#### Enunciado da tarefa
No tópico sobre a estação meteorológica, que idade atribui Daniel Vilão à estação?

#### Excerto do texto
# estação meteorológica da met



## Pedro L. (9 Jan 2011 às 18:23)

boas pessoal, ando a navegar neste mundo da estações da meteo à pouco tempo, mas já à 5 anos que tou a par da meteorologia sendo praticante de kitesurf preciso de pelo menos tar a par do vento e das chuvas, no verão dos térmicos.
mas tenho um a estação do lidl para "brincar um pouco" montada em casa.
Não me vai dar o vento certo no litoral, mas sei que se por exemplo se tenho Este de manhã aqui com rajadas nos 10 a 12 nós sei que tá lestada na praia, se tá Nw tipo 9 a 10 nós na praia tb terei sempre mais uns 12 a 15 nós e etc.
Até hoje tenho me ligado pelo senso comum e da experiênçia, olhar para as nuvens, webcams nas praias etc.
Mas ter uma estção meteo em casa é engraçado e estou a gostar.
um colega mostrou-me uma que tem na arrecadação, que lhe deram, mas que nunca a utilizou. e eu pedi-lhe se podia ver.
mando as fotos da estação, sei que é um calhamaço do caaças e que é mais indicada em medições no terreno e para se deslocar para vários sitios.
mas daria para adpatar aqui por casa à minha maneira.
o que me têm a dizer disto:
opiniões


----------



## actioman (10 Jan 2011 às 00:01)

Pedro L., eu até ao momento apenas encontrei este link onde se indicam algumas das características dessa estação meteorológica.

Isso é profissional e deve valer uma fortuna. Não sei é tens o software para a colocar a debitar dados como tu pretendes...

http://www.isasensing.com/documentation/AtmisLoggers.pdf


----------



## Daniel Vilão (10 Jan 2011 às 01:23)

Pedro L. disse:


> o que me têm a dizer disto:
> opiniões



Terá certamente alguns anos de idade, arrisco em quase 10, mas parece ser uma excelente estação. Desconhecia completamente a marca, mas parece ter uma patente de anemómetros bastante parecida à da Davis, com excepção da base de fixação.


----------



## Pedro L. (10 Jan 2011 às 01:39)

Entradas de um conjunto de anotações por pontos
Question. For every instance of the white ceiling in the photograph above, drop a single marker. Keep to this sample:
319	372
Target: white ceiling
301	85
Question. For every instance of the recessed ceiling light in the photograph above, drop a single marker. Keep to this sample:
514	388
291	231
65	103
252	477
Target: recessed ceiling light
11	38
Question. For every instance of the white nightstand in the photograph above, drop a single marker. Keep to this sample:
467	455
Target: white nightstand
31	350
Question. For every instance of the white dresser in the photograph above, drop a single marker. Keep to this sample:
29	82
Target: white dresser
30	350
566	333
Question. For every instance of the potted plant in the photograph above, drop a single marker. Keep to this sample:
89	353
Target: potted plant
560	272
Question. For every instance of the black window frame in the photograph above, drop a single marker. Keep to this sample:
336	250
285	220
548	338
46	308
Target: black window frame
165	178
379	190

* * *

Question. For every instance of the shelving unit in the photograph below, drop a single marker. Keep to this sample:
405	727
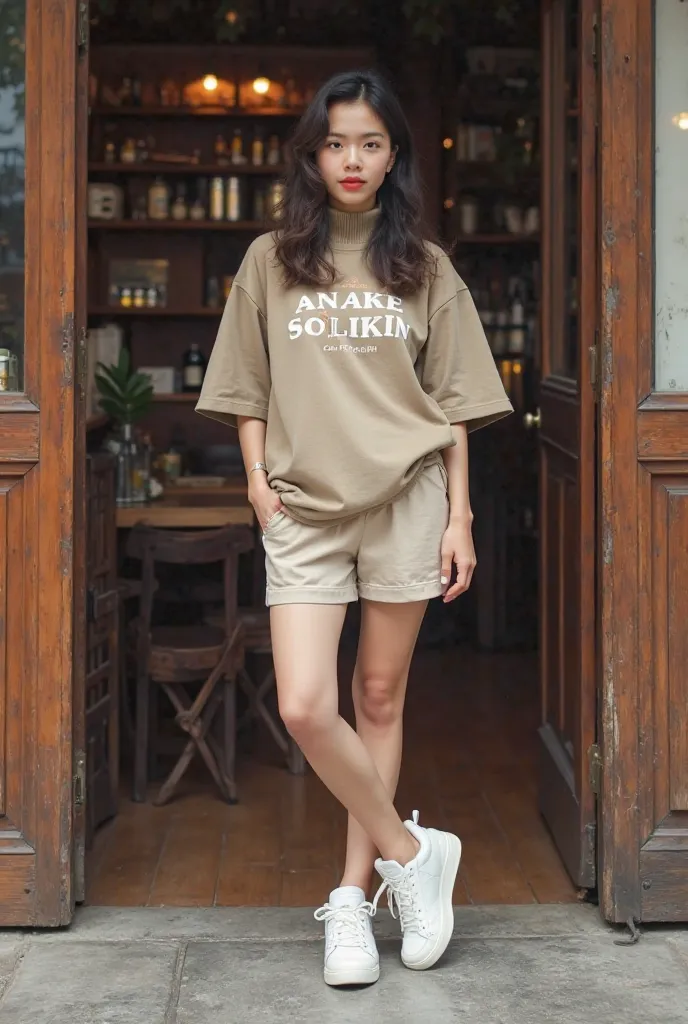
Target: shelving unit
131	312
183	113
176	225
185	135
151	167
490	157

#### Resolução do exercício
Quase 10 anos.